[Natural-language object grounding data]
★ ★ ★ ★ ★
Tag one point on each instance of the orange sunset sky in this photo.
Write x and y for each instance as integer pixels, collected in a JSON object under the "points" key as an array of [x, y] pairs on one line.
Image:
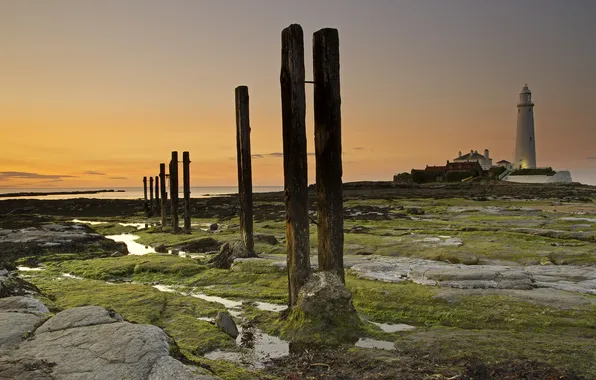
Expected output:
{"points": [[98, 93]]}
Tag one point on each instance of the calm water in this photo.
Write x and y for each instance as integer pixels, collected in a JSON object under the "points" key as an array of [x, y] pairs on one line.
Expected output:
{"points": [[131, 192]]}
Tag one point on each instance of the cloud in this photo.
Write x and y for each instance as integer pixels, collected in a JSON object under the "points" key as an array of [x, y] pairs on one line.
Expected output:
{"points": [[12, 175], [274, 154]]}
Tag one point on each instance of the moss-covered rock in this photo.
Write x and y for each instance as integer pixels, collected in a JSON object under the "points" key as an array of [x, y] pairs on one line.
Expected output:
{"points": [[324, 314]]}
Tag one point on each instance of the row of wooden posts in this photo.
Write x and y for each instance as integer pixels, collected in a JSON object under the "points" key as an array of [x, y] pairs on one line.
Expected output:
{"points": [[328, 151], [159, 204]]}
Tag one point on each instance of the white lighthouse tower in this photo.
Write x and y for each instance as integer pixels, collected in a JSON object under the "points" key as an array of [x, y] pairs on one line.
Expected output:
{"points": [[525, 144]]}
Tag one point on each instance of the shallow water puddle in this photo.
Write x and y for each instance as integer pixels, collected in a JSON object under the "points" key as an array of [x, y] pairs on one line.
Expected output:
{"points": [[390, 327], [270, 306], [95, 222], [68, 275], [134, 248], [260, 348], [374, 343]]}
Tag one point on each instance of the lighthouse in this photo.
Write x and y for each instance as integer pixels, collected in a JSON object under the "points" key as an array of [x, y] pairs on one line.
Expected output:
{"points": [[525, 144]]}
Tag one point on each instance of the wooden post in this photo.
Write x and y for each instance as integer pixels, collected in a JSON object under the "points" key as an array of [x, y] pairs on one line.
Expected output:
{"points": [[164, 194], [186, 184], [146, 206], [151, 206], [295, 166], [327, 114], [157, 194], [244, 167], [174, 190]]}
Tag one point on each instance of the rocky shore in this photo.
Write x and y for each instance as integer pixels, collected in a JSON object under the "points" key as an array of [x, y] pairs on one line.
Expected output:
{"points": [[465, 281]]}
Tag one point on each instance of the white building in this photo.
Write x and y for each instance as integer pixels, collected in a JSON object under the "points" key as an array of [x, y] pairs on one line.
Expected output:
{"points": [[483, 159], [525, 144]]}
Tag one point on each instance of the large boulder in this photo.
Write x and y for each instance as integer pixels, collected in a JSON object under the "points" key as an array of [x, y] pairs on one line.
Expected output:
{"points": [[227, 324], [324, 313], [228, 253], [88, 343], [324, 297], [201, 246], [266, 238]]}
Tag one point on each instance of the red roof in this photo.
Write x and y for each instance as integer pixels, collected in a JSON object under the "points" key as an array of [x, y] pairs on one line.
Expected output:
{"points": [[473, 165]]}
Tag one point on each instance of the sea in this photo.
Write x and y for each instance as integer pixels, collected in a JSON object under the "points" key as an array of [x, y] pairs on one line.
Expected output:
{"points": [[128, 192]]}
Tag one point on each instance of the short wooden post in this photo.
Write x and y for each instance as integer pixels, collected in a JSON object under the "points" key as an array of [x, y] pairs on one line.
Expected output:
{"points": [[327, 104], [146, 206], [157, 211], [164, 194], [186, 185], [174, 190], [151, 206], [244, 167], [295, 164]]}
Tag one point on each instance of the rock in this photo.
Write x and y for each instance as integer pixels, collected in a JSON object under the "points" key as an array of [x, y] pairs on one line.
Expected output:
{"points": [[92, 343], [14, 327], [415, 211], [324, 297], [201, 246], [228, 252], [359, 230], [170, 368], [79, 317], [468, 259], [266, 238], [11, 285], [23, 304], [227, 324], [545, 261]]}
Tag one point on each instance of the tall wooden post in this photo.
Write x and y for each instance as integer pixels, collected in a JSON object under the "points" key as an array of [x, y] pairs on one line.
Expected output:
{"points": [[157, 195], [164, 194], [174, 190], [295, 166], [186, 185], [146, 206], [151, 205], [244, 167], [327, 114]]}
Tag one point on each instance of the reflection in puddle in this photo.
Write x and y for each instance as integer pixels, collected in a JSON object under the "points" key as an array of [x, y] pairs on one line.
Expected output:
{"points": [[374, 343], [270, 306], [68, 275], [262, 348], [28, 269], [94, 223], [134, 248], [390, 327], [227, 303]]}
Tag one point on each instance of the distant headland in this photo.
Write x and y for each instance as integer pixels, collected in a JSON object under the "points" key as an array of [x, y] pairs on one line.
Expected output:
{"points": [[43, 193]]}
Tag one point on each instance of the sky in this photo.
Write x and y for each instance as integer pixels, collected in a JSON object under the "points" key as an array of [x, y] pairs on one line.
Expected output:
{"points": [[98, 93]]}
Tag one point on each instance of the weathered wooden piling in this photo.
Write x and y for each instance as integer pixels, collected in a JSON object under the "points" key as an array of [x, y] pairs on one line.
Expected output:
★ ★ ★ ★ ★
#### YOUR OBJECTIVE:
In repeating the entries, exclude the pictures and alter nothing else.

#### ANSWER TO THE EXERCISE:
Tag one point on each instance of the orange sunset sky in this photo.
Write x and y for each instance as integer pixels, collected in a JSON object under the "points" key as an array of [x, y] pairs on one line.
Image:
Expected output:
{"points": [[98, 93]]}
Tag one point on each instance of the calm water in this photo.
Write x and y for each instance as integer pixels, collected in a JSON object under the "points" key as an array of [x, y] pairs on one line.
Expected output:
{"points": [[131, 192]]}
Tag one point on each instance of the cloud in this photo.
Write x and y for each instance as integer pixels, collected in a JSON object under the "points" key as an array of [x, y] pairs on one line.
Expected output:
{"points": [[12, 175], [274, 154]]}
Tag one point on each instance of the moss-covered rock in this photo.
Write x and y for each instance as integer pixels, collected in a JSON object under the "points" key as an array of [x, y] pairs on one line.
Expected output:
{"points": [[324, 314]]}
Tag one point on each instance of the row of wooden posts in this photo.
Write x and y for each instance as integer pixels, collected in a JSON object under the "points" key as an array of [x, y] pairs on one line.
Expected output:
{"points": [[328, 151], [159, 204]]}
Tag one point on each instance of the white lighthouse tower in this photo.
Write x and y for each instance as integer pixels, collected in a JSON object under the "points" key as an array of [x, y] pairs on one line.
Expected output:
{"points": [[525, 144]]}
Tag one point on each instance of the shallow water puddle in this photo.
Write x and y for each instance as integer pixels, collected in a JSON object under the "points" key as an array of [x, y] pairs on one line.
Expected output:
{"points": [[390, 327], [270, 306], [95, 222], [68, 275], [134, 248], [260, 348], [374, 343]]}
Tag one point on each instance of the lighthouse in this photo.
Write x and y for each instance as integer pixels, collected in a JSON object under the "points" key as an array of [x, y] pairs on one line.
Expected output:
{"points": [[525, 144]]}
Tag one point on each instance of the wooden post in this photo.
Write x and y for each instance as integer pixels, collected in a JSON object under the "points" key as an array of [x, y] pairs on one line.
Expected output:
{"points": [[164, 194], [186, 184], [146, 206], [151, 206], [295, 166], [327, 114], [157, 194], [244, 167], [174, 190]]}
Tag one point on each instance of the rocky shore in this photo.
Write x and y for each instance as integer pixels, collected in a JSON object under the "points" key as an array of [x, y] pairs on one line.
Expected output:
{"points": [[465, 281]]}
Tag one point on each instance of the white building in this photo.
Write x and y for each instance as integer pixels, collected in a JSON object under the "points" key as an array of [x, y] pairs on one line.
Expected output:
{"points": [[483, 159], [525, 144]]}
Tag one point on each instance of the large boulder in this photo.
Write x and y for each instance as integer pixels, collected in a JSON object under the "points" key as an array of [x, y] pairs on one line.
Expected output:
{"points": [[227, 324], [324, 313], [228, 253], [88, 343], [324, 297], [201, 246], [266, 238]]}
Tag one point on each instance of the red roof in this photo.
Write x and y for each instance as integer pixels, collected in a JSON object under the "points" key as an array of [x, y] pairs on one line.
Expected output:
{"points": [[473, 165]]}
Tag one point on each instance of the sea in this photo.
Write x and y for each instance as integer pixels, collected in a JSON object under the "points" key as an array of [x, y] pairs on one line.
Expected output:
{"points": [[128, 192]]}
Tag one point on each instance of the short wooden post in this photo.
Write x and y for each instance as integer pixels, collected in a JSON object under the "points" key as an array of [x, y] pairs on one line.
Expected output:
{"points": [[327, 104], [146, 206], [157, 211], [164, 194], [186, 185], [174, 190], [151, 206], [244, 167], [295, 164]]}
Tag one point on each instance of the rock in this photo.
Write x and y for each instance as integer pixels, collected in a JSON object under the "points" key as an array of [x, y] pairs on one line.
Expected output:
{"points": [[92, 343], [14, 327], [415, 211], [324, 297], [201, 246], [228, 252], [359, 230], [170, 368], [79, 317], [468, 259], [266, 238], [11, 285], [23, 304], [227, 324], [545, 261]]}
Tag one point on each instance of the tall wooden post in this photo.
Write x and y for each instance as integer pixels, collected in a JSON object under the "points" key as an array of [x, y] pairs on one line.
Expected output:
{"points": [[157, 195], [164, 194], [174, 190], [295, 166], [186, 185], [146, 206], [151, 205], [244, 167], [327, 114]]}
Tag one point on each instance of the reflection in puddle in this photo.
Write x and y for each instance as integer pixels, collected in a JSON object under the "points" key as an array of [x, y] pairs on one line.
Expected output:
{"points": [[374, 343], [270, 306], [68, 275], [262, 348], [28, 269], [94, 223], [134, 248], [390, 327], [227, 303]]}
Tag one point on each instance of the distant headland in this photo.
Write x and y for each instance as integer pixels, collected in a JSON object under the "points" key as an array of [x, y] pairs on one line.
Expected output:
{"points": [[43, 193]]}
Tag one point on each instance of the sky in this photo.
Write x and y for each instance as integer pixels, collected in a JSON object under the "points" key as an array of [x, y] pairs on one line.
Expected output:
{"points": [[98, 93]]}
Tag one point on each instance of the weathered wooden piling in this photo.
Write x and y for each instance as integer pixels, collected in a JSON object under the "points" key as an array of [x, y] pairs on one line.
Expected output:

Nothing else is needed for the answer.